(SUPPLIED DATA)
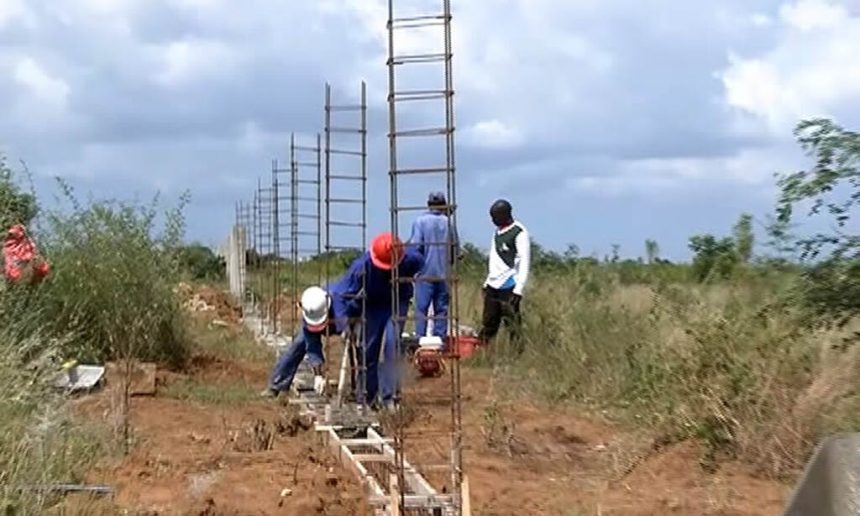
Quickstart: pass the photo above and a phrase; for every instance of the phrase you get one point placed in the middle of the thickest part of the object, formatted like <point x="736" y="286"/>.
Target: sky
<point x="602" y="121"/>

...

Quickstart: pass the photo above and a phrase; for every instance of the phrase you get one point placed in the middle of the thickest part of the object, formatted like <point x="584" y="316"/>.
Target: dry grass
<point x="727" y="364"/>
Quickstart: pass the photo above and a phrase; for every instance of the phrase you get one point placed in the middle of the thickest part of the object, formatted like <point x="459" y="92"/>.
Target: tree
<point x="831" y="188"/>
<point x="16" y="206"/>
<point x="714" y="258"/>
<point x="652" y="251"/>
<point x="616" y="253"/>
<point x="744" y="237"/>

(EXERCISE DIRECTIONS)
Each line of the material with the word "every" in it should be listed.

(RESULT)
Quickstart: pass the photo above and a phrase; for every instance of the phrase you get one point placed in the middle of the thickest part of the object, formatted like <point x="736" y="286"/>.
Quickstart: pass the photo above and a phrase; for every instance of the phrase you get one point placed in the middle of the thickest part of the object, formatted like <point x="584" y="316"/>.
Quickstart: pass the photo above and a phrase; for every instance of the phrase you get one point placed in the middle of the thickest part of the object, formatted like <point x="459" y="92"/>.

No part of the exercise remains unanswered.